Lanxess-Chef Axel Heitmann:Wenn der Boss Kasse macht

Deutschlands Manager bleiben in der Krise cool. Einer nicht. Lanxess-Chef Axel Heitmann gibt Rätsel auf und verkauft Aktien seines Chemiekonzerns für zehn Millionen Euro. Kalkül oder Panik?

Sibylle Haas

Axel Heitmann wird bei Lanxess für sein zügiges Handeln geschätzt. Mit klaren Ansagen führt der 51-Jährige seit sieben Jahren den Spezialchemiekonzern. Das ist kein einfacher Job. Denn in Lanxess wurde all das zusammengeführt, was früher den Mutterkonzern Bayer belastete. Heitmann hat durchgegriffen, hart saniert und motiviert. Heute steht der inzwischen börsennotierte Lanxess-Konzern passabel da. Erst kürzlich, bei Vorlage der Geschäftszahlen für das erste halbe Jahr, konnte sich Heitmann über einen kräftigen Gewinnschub freuen und die Jahresprognose erhöhen.

AUFGABE 1:
Welche Zeilen enthalten die Zeichenfolge „truck“? Wähle genau diese aus und gib sie vollständig wieder, wobei Groß- und Kleinschreibung zählt.
Der Artikel und die Zeilen haben inhaltlich nichts miteinander zu tun.

EINGABEDATEN:
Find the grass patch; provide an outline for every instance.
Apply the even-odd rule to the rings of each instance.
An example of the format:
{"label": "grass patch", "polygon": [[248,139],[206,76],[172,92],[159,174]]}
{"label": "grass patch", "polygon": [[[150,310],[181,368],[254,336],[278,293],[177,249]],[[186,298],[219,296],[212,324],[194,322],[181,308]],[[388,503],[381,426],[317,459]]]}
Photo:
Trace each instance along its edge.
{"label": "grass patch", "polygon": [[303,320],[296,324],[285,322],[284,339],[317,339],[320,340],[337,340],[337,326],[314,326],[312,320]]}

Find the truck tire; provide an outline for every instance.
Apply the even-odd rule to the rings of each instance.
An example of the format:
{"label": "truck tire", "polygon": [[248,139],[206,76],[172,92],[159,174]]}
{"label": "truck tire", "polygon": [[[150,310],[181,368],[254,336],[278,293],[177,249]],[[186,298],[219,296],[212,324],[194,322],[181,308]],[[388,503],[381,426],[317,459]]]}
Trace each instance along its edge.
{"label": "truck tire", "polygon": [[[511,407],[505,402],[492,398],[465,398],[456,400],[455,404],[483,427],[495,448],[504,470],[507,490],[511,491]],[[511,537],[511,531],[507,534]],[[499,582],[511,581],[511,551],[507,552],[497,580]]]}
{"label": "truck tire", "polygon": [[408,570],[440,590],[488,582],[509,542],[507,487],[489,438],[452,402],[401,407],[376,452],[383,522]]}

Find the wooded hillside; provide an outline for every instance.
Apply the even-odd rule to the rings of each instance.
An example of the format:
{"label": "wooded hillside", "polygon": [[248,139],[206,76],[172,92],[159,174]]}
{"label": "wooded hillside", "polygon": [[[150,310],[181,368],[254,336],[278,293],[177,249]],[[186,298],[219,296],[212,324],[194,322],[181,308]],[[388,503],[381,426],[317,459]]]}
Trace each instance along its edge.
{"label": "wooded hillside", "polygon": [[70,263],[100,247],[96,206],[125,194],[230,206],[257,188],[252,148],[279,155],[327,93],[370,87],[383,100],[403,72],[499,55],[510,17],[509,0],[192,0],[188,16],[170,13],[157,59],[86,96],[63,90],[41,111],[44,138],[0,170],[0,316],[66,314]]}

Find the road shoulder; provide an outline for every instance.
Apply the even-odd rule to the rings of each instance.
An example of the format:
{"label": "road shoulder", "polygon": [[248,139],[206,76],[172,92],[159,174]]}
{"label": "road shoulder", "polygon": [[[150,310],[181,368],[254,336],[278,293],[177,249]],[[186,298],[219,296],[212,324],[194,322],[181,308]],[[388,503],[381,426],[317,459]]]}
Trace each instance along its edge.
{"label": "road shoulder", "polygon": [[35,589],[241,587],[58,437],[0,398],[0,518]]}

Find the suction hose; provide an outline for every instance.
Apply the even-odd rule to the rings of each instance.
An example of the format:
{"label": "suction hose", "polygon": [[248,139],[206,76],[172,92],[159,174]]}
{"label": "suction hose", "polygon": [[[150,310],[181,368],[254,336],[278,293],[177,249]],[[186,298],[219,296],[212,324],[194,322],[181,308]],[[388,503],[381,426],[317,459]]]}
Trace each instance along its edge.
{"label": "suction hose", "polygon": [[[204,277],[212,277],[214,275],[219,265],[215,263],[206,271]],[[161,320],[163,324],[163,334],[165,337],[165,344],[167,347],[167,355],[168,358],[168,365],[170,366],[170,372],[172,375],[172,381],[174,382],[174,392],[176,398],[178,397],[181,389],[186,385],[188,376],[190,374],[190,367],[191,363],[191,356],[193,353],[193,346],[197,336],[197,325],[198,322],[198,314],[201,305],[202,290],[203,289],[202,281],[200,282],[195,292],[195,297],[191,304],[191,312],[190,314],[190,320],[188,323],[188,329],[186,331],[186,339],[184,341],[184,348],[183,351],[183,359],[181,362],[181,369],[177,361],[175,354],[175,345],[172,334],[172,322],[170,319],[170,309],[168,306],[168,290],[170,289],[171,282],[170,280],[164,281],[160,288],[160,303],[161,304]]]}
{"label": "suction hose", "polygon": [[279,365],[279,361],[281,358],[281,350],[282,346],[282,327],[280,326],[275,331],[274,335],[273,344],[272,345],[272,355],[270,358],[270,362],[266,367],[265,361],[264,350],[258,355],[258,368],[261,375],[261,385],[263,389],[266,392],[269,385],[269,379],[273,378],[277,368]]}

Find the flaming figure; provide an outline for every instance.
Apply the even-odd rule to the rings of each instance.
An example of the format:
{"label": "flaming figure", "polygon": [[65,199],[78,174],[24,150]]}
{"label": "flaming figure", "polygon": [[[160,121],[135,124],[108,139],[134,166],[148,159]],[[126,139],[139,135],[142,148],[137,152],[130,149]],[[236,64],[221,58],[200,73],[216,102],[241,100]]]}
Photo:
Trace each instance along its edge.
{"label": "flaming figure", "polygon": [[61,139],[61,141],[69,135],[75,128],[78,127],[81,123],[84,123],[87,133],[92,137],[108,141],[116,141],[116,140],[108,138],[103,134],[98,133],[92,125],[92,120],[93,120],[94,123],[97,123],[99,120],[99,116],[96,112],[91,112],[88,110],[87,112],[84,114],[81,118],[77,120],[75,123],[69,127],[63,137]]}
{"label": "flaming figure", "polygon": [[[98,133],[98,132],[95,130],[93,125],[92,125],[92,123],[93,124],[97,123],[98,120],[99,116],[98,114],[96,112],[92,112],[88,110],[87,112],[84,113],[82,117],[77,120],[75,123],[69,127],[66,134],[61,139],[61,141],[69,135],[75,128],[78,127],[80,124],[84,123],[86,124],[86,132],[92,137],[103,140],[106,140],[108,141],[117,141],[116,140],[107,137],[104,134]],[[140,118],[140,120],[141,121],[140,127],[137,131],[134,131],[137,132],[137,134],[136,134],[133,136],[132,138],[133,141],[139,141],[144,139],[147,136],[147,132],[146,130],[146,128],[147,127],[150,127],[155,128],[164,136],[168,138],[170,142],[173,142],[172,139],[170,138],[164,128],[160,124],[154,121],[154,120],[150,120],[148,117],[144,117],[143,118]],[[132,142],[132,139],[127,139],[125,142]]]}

AUFGABE 2:
Was hat Heitmann laut dem Satz im Artikel über Lanxess, der mit „Heitmann hat durchgegriffen“ beginnt, alles getan?

MUSTERLÖSUNG 1:
Find the truck tire; provide an outline for every instance.
{"label": "truck tire", "polygon": [[248,139],[206,76],[172,92],[159,174]]}
{"label": "truck tire", "polygon": [[[150,310],[181,368],[254,336],[278,293],[177,249]],[[186,298],[219,296],[212,324],[194,322],[181,308]],[[388,503],[381,426],[317,459]]]}
{"label": "truck tire", "polygon": [[[511,407],[505,402],[492,398],[465,398],[456,400],[455,404],[483,427],[495,448],[504,470],[507,490],[511,491]],[[511,537],[511,531],[507,534]],[[499,582],[511,581],[511,551],[507,552],[497,580]]]}
{"label": "truck tire", "polygon": [[408,570],[440,590],[488,582],[509,542],[507,487],[489,438],[452,402],[401,407],[376,452],[383,522]]}

MUSTERLÖSUNG 2:
- durchgegriffen
- hart saniert
- motiviert